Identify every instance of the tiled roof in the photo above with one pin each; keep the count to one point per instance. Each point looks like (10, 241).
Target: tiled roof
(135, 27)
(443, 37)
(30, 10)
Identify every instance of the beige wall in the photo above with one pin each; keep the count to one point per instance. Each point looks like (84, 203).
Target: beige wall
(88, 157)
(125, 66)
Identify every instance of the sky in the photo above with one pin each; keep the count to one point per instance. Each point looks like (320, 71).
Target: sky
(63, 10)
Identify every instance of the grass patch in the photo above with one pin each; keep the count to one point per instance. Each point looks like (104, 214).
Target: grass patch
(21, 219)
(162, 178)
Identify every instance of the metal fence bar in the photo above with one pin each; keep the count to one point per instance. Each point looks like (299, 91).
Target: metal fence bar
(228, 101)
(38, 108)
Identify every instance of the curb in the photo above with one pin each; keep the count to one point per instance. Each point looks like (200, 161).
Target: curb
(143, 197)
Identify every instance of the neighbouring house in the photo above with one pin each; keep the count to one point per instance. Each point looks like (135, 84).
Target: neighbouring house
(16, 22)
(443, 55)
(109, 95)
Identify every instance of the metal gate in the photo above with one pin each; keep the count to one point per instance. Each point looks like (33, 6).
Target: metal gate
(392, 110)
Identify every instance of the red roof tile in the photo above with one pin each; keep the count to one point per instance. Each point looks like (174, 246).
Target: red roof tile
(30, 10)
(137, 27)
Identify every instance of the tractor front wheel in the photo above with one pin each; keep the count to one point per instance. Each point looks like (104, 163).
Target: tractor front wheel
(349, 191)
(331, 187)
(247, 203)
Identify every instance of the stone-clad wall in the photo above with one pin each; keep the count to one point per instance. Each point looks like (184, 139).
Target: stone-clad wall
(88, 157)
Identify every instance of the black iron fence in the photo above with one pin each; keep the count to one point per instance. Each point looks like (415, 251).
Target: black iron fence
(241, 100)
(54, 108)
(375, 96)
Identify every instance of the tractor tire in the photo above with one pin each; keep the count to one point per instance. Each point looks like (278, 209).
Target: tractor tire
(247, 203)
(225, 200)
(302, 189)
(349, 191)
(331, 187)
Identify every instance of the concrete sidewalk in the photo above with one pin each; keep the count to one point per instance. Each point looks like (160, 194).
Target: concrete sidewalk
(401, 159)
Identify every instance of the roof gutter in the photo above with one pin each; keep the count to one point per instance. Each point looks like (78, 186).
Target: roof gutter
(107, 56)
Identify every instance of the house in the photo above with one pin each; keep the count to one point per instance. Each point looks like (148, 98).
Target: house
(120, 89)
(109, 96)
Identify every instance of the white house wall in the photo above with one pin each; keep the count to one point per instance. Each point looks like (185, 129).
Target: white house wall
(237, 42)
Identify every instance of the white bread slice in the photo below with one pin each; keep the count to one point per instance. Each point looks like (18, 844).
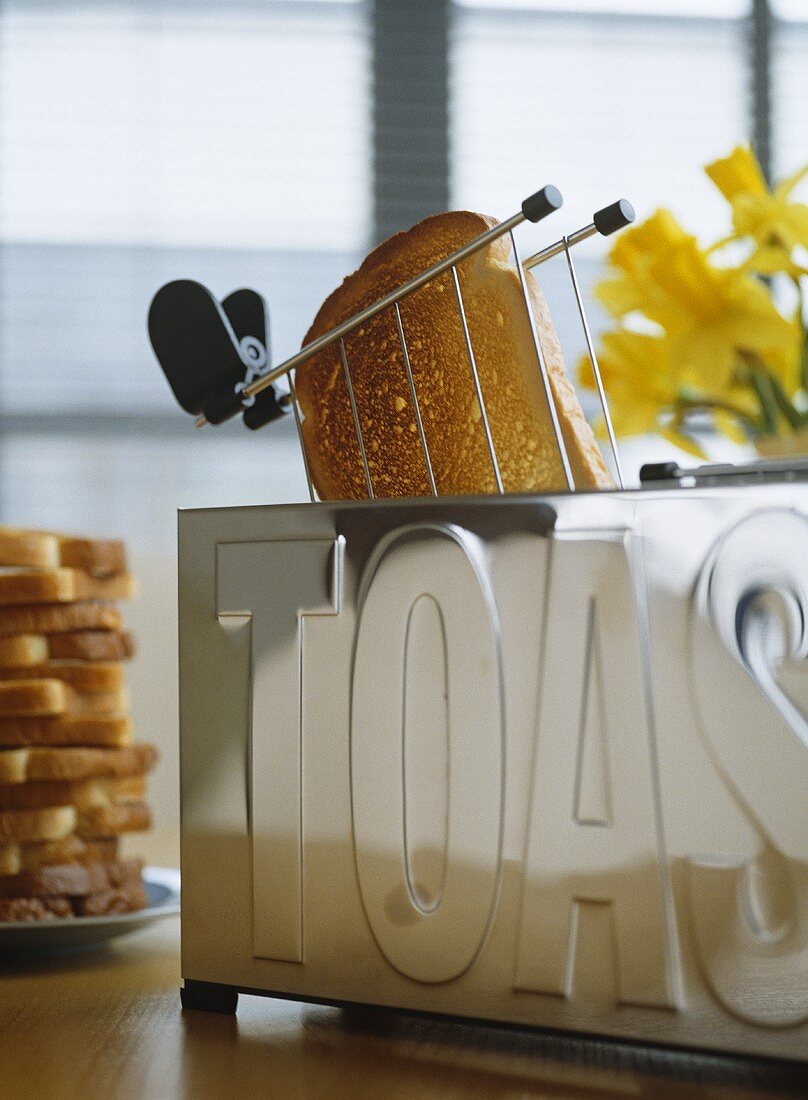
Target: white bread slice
(29, 549)
(43, 697)
(113, 820)
(34, 549)
(65, 729)
(89, 615)
(87, 677)
(51, 824)
(91, 645)
(26, 765)
(32, 856)
(62, 585)
(82, 794)
(506, 360)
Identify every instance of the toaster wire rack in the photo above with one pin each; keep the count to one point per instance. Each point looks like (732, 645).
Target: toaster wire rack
------------------------------------
Find each line in the records above that contains "wire", and copy it.

Identify every instance of the toaster wire rack in the photo above with one pin each; keep the count to one point per instance. Each point looks like (732, 645).
Target: toaster wire rack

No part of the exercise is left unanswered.